» SUPPLIED MATERIAL

——————

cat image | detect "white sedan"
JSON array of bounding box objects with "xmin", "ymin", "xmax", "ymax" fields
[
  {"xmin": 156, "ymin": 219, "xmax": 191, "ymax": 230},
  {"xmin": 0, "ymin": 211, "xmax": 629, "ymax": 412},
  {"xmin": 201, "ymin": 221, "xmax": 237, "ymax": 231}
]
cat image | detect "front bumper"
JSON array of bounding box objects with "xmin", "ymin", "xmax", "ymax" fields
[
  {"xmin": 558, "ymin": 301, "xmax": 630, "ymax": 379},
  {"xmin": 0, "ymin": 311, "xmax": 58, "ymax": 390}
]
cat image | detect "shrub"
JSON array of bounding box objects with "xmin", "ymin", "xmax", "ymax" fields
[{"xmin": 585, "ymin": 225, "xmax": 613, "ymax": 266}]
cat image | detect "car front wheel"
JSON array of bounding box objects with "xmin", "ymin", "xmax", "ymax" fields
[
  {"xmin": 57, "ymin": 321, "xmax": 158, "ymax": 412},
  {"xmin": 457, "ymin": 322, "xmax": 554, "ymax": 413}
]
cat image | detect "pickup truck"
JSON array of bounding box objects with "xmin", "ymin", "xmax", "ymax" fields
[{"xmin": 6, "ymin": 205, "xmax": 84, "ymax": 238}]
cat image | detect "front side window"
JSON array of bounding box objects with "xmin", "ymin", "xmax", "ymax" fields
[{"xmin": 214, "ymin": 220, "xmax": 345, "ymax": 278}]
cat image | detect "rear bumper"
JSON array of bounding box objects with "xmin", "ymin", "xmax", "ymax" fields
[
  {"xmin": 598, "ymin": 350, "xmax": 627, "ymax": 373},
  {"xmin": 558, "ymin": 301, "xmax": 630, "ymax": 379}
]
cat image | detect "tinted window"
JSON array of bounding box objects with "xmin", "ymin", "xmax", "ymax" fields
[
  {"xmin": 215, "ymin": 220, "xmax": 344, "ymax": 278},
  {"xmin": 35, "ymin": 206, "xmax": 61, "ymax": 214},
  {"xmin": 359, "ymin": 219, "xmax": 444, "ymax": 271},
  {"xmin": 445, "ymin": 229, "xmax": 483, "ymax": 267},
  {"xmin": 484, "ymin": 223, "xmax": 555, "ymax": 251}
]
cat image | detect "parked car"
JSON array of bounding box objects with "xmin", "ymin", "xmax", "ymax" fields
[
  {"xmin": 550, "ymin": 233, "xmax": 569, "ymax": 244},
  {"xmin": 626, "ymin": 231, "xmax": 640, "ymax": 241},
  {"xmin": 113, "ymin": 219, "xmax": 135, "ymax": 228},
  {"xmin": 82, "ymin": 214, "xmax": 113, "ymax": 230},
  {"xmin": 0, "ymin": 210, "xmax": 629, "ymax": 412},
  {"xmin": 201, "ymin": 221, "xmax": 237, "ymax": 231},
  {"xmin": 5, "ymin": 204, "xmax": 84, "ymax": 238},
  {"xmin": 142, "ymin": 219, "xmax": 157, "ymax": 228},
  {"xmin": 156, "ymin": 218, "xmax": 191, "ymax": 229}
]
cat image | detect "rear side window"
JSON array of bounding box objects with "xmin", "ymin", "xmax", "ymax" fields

——————

» TASK ITEM
From the entries above, copy each line that holds "rear".

» SOLUTION TO THIS TASK
cat image | detect "rear bumper"
cat image | detect "rear side window"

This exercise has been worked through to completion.